What is needed » Rewrite the listing from the line with "9. (Short answer) Describe the location of the dark water" to the line with "0;108;1304;896", replacing "tortoise" with "turtle" and leaving everything else unchanged.
——————
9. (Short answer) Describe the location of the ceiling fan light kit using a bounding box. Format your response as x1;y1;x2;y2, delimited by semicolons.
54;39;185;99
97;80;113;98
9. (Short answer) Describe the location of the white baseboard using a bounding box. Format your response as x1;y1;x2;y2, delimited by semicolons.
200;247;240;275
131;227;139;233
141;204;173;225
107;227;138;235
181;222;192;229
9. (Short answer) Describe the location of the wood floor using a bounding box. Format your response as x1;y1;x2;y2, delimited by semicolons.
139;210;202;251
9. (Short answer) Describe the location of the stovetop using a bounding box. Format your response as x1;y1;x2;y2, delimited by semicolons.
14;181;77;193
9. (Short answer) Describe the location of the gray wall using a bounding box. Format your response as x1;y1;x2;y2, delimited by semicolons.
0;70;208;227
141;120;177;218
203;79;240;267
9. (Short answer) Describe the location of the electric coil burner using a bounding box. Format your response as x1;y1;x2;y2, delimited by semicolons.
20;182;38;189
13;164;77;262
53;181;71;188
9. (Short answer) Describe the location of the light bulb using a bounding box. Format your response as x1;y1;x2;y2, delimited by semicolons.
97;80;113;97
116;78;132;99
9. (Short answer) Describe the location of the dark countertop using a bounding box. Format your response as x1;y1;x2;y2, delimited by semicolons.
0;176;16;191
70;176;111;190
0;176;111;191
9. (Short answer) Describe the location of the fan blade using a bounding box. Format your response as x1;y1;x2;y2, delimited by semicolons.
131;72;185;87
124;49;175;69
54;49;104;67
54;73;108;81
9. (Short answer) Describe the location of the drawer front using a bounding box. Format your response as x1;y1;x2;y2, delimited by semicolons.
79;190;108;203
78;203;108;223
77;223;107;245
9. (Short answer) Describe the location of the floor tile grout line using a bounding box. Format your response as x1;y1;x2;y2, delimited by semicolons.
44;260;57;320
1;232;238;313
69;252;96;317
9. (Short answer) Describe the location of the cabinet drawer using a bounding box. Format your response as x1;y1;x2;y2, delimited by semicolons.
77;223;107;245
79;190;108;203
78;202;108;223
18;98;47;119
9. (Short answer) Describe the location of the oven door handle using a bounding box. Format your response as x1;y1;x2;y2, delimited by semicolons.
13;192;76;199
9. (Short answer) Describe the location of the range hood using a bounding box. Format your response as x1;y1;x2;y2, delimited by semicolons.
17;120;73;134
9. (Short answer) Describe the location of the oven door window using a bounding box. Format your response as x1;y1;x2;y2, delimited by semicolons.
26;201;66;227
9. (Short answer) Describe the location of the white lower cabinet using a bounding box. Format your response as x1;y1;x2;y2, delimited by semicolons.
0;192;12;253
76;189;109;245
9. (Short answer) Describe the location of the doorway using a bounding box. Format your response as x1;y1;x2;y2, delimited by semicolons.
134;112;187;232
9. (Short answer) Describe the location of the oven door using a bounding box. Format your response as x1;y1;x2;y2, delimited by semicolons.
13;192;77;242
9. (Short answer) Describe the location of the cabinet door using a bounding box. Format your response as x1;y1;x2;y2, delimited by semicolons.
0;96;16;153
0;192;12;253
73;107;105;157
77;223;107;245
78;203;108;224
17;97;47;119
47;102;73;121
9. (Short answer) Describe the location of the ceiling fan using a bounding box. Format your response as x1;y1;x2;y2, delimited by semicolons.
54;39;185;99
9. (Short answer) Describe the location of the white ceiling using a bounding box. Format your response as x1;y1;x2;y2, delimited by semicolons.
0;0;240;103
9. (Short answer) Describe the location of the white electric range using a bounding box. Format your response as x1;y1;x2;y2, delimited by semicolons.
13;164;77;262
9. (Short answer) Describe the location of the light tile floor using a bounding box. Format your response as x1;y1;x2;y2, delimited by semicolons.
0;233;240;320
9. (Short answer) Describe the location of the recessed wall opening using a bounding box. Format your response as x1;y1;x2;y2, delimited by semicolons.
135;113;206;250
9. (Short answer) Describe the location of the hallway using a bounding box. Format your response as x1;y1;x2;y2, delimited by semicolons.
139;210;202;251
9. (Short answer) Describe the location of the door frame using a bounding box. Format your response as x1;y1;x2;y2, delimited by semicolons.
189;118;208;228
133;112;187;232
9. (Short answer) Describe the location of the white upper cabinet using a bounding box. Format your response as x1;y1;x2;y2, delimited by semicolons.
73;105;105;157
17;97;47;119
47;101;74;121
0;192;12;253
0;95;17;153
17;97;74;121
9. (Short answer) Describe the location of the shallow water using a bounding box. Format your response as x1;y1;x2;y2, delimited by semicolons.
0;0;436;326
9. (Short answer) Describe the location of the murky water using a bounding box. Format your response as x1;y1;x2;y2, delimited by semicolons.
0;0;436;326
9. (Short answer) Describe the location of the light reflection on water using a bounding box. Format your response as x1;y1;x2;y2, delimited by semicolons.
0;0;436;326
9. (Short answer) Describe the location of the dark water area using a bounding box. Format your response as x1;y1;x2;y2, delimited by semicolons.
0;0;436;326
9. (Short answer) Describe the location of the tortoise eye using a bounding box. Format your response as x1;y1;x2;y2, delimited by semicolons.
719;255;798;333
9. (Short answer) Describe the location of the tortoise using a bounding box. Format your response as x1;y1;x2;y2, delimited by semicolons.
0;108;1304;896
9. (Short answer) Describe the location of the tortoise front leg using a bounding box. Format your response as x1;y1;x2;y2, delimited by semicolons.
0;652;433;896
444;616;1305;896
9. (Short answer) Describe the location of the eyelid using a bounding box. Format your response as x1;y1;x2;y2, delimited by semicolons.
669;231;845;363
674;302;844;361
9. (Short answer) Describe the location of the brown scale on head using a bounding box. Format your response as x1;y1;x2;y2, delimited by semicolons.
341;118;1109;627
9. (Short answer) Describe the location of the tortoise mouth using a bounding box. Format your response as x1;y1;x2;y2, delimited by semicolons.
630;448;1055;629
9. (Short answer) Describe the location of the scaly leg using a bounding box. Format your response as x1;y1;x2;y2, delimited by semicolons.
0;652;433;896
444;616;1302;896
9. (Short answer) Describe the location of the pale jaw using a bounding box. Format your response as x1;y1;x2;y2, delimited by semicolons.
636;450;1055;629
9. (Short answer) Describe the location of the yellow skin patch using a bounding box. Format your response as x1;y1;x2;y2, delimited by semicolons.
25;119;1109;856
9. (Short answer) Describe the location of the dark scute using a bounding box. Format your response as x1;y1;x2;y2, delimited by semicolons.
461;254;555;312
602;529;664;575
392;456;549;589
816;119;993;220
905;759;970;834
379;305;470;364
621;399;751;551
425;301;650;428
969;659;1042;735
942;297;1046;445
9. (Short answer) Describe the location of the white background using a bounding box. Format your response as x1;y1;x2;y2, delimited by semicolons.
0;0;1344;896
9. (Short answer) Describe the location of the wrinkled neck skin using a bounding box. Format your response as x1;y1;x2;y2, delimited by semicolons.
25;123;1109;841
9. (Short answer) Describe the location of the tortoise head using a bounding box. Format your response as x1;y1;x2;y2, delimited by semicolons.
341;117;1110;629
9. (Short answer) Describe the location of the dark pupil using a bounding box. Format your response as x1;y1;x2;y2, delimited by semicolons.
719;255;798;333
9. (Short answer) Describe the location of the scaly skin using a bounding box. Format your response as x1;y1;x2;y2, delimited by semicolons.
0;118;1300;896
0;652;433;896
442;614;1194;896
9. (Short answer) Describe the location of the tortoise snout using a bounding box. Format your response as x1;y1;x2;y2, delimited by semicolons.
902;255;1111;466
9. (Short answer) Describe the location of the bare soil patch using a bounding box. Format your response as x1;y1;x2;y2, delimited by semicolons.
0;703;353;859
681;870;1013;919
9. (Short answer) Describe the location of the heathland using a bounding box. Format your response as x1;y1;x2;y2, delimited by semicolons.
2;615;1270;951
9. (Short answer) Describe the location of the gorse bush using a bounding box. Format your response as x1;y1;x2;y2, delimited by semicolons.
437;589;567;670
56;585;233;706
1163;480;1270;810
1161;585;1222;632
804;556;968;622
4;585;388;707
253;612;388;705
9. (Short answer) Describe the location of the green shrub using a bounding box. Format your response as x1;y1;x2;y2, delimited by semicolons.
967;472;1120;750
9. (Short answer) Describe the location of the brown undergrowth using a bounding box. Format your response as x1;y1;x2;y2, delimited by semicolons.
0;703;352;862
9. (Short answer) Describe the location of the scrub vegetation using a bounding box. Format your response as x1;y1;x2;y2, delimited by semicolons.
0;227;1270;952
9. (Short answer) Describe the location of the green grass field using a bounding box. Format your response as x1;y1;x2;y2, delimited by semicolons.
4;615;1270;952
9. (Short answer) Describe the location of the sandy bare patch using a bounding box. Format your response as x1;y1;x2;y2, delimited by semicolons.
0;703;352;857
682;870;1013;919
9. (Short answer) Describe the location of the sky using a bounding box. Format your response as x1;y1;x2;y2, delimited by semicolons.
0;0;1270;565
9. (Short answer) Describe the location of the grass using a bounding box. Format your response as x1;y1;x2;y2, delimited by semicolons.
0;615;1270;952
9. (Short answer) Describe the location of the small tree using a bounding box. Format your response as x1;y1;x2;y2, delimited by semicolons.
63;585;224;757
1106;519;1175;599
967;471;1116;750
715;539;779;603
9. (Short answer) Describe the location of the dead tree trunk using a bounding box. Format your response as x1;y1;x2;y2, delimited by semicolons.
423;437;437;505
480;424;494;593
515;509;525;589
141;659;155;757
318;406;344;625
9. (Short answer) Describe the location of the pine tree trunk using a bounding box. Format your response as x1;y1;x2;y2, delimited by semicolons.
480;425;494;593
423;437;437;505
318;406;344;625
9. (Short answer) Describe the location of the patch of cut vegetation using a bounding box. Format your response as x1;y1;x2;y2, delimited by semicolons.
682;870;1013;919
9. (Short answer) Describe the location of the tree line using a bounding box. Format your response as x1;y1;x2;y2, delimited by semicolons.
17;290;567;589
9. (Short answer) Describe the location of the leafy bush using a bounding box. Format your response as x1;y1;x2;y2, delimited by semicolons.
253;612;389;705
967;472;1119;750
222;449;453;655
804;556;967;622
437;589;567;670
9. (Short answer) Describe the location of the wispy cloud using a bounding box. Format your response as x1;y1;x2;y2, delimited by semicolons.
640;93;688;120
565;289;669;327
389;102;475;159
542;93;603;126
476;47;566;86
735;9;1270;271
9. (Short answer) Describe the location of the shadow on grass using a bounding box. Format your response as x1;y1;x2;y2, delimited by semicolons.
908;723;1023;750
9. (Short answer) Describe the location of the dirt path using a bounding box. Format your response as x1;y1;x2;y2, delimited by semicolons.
——————
Problem solution »
9. (Short answer) Describe the location of the dark water area using a bounding box. Format your response as x1;y1;x2;y2, delimited by semicolons.
0;0;436;326
9. (Short answer) Describe the location of the turtle eye using a bounding box. Format your response as x1;y1;x2;y2, delimited by semicolons.
719;255;798;333
9. (Short answer) Describe the location of the turtle using a bounding box. Format your response as x1;y1;x2;y2, delimited by semicolons.
0;108;1304;896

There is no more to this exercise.